> [Task] Every record needs to be repeated exactly; its pictures do not.
-- Information provided follows --
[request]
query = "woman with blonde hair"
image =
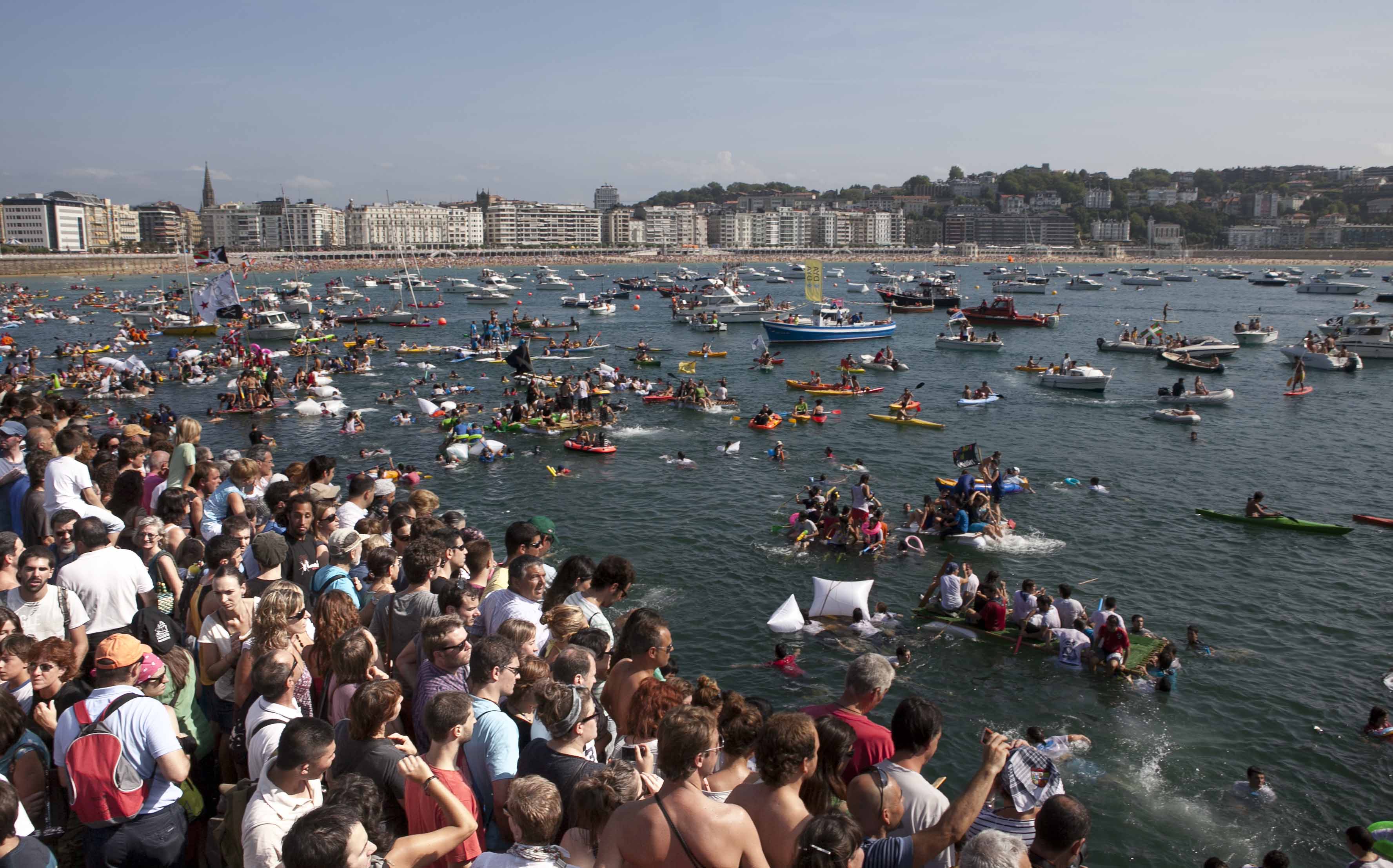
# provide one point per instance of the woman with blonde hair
(280, 622)
(187, 434)
(563, 622)
(521, 705)
(594, 800)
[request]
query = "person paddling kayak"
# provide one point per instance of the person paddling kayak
(1256, 511)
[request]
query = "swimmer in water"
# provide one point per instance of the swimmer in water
(1056, 747)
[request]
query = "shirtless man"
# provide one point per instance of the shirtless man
(680, 827)
(652, 647)
(786, 756)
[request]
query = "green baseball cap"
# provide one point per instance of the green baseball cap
(545, 526)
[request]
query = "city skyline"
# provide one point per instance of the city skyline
(549, 105)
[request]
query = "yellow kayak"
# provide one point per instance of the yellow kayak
(885, 419)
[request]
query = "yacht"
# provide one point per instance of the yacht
(271, 325)
(1324, 285)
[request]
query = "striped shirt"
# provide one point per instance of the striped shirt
(1023, 830)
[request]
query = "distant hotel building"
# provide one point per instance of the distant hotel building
(607, 197)
(1111, 230)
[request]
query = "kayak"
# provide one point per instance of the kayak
(848, 392)
(895, 421)
(580, 446)
(1282, 522)
(1382, 523)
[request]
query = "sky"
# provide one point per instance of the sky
(547, 101)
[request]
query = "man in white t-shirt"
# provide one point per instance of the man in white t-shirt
(916, 730)
(44, 609)
(67, 484)
(113, 584)
(274, 679)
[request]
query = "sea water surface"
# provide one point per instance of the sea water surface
(1299, 623)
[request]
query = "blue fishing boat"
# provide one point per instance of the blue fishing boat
(831, 324)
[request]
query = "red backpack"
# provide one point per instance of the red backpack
(104, 788)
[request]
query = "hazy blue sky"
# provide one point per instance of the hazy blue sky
(547, 101)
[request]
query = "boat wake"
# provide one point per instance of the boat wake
(1035, 542)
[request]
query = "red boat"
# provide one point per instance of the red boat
(1002, 313)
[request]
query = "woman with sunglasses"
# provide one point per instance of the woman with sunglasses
(219, 655)
(280, 622)
(572, 719)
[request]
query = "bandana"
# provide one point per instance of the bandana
(541, 853)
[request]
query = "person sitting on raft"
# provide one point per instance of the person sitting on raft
(1254, 507)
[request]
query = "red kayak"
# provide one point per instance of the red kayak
(1382, 523)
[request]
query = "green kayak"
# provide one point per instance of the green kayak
(1284, 523)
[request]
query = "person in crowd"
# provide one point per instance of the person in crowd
(445, 644)
(867, 683)
(112, 583)
(595, 799)
(570, 715)
(335, 835)
(492, 754)
(44, 609)
(155, 837)
(740, 727)
(364, 747)
(652, 832)
(274, 678)
(289, 788)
-- Information provided concluded --
> [The completed task]
[request]
query = "woman with blonde hair"
image =
# provide one point per instance of the woman with blonde hair
(280, 622)
(187, 434)
(563, 622)
(521, 705)
(594, 800)
[request]
query = "person paddling kayak"
# provide one point per instance of the person paddling kayak
(1256, 511)
[request]
query = "swimmer in water"
# provide one point per instance of the swimmer in water
(1056, 747)
[request]
query = "shirtless man"
# provide one point per instance of the shirtless man
(680, 827)
(652, 647)
(786, 756)
[request]
query = "green baseball cap"
# provide one point per instance of the green baseball cap
(545, 526)
[request]
query = "city skyline"
# provide one point per instance of the city skyline
(549, 105)
[request]
query = "yellow kayak"
# provide one point per instance of the yellow kayak
(885, 419)
[request]
query = "yacht"
# provide one point per instance of the yacht
(271, 325)
(1324, 285)
[request]
query = "striped shirt"
# provide one point per instance of the striped shirt
(1023, 830)
[request]
query = "distant hotel building"
# provide one point per instance of the distant hotel building
(607, 197)
(1111, 230)
[request]
query = "kayak"
# provide one point per instance of the kayak
(848, 392)
(895, 421)
(580, 446)
(1282, 522)
(1382, 523)
[request]
query = "sky"
# provide one point per instance of the sky
(547, 101)
[request]
query = "man in white t-shirt"
# provide one point per instance of the man in white t-shirt
(916, 730)
(44, 609)
(67, 484)
(113, 584)
(274, 679)
[request]
query = "sea water surface"
# provide one point per instance of the sea water surface
(1299, 623)
[request]
query = "blue fishing boat"
# provide one point per instance of the blue fishing boat
(831, 324)
[request]
query = "red backpack"
# provide one point per instance of the red backpack
(104, 788)
[request]
query = "hazy blue sky"
# provide one point per instance of the hazy blue sky
(547, 101)
[request]
query = "boat wake"
# provide one point per instance of the boat wake
(1035, 542)
[request]
query = "red boat"
# provide one point per instance of the red boat
(1002, 313)
[request]
query = "woman with sunglasses"
# provide one point per instance of the woman with sunglasses
(219, 655)
(280, 622)
(572, 719)
[request]
query = "bandana"
# provide one point per instance of the bandana
(541, 853)
[request]
query = "person sitting on raft"
# provide one point per instance of the person sitting on raft
(1254, 507)
[request]
query = "red kayak"
# provide one point per instance of the red kayak
(1382, 523)
[request]
query = "green kayak"
# provide one point per instance of the green kayak
(1284, 523)
[request]
query = "person in crowd"
# provide one point per instance of the person in crowd
(445, 644)
(867, 683)
(112, 583)
(595, 799)
(570, 715)
(335, 835)
(492, 754)
(44, 609)
(155, 837)
(740, 727)
(364, 747)
(652, 832)
(274, 678)
(289, 788)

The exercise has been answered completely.